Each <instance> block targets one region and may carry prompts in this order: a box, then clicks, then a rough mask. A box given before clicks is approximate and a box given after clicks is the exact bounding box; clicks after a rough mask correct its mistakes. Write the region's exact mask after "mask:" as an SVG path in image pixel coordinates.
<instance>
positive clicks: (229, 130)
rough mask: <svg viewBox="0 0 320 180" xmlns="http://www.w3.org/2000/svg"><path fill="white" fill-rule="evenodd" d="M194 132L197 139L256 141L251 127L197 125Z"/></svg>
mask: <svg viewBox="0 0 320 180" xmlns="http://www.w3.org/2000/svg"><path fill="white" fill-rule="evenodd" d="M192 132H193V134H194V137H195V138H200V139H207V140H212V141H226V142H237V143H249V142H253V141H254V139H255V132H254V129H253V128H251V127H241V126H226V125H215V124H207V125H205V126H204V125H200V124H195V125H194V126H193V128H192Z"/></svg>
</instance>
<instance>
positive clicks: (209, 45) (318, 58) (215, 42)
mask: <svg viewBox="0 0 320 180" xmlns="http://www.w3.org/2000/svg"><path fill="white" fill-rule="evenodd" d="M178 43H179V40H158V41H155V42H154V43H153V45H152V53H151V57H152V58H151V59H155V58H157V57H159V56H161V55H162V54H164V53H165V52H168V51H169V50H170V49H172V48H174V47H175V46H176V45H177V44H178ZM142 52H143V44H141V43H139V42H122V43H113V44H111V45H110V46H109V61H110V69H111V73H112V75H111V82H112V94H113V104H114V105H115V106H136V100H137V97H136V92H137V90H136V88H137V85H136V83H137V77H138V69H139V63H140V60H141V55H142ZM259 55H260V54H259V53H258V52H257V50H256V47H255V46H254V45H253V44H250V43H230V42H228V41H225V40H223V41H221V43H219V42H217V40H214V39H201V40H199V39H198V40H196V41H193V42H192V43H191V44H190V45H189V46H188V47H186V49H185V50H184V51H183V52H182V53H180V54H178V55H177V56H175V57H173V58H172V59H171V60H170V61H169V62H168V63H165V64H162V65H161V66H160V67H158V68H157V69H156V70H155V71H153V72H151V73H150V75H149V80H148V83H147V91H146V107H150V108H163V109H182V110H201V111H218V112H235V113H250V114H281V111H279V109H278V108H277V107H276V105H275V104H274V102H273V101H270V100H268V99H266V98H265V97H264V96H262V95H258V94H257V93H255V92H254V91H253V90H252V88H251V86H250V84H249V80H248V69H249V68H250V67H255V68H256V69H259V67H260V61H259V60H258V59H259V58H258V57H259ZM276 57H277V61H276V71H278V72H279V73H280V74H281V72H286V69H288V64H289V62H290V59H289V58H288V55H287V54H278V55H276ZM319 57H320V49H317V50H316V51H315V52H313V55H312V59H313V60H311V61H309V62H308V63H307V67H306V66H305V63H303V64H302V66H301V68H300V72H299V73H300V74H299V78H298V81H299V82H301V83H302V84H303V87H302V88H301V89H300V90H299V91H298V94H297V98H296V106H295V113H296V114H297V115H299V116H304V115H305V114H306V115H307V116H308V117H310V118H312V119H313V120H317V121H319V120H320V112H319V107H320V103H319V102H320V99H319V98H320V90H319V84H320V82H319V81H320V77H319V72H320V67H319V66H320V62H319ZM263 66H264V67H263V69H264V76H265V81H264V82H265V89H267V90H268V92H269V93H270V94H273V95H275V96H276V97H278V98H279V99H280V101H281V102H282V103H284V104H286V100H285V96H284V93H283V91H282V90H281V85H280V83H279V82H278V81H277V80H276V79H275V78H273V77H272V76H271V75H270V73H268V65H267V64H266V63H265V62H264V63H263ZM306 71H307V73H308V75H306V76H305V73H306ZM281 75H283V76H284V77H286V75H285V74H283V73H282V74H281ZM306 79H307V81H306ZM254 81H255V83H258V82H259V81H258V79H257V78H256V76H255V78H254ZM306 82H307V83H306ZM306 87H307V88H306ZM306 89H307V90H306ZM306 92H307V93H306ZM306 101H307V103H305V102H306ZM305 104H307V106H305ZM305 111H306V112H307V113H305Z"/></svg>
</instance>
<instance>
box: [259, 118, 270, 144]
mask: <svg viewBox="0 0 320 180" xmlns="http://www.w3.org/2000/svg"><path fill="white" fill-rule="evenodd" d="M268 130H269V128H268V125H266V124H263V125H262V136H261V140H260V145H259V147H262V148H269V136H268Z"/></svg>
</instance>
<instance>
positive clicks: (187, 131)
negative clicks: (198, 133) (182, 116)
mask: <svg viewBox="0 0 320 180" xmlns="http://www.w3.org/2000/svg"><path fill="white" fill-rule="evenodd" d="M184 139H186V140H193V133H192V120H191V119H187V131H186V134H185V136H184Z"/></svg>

=-=-=

» **Required action**:
Return, word for word, every line from the start of the records through the line containing "rough mask: <svg", including that line.

» **Exercise result**:
Each <instance> block targets one region and may carry prompts in this order: a box, then clicks, then a rough mask. A box given before clicks is approximate and a box given after clicks is the exact bounding box; clicks after a rough mask correct its mistakes. Write the region's exact mask after "mask:" as an SVG path in image pixel coordinates.
<instance>
positive clicks: (229, 130)
rough mask: <svg viewBox="0 0 320 180" xmlns="http://www.w3.org/2000/svg"><path fill="white" fill-rule="evenodd" d="M194 132L197 139L256 141L251 127L197 125Z"/></svg>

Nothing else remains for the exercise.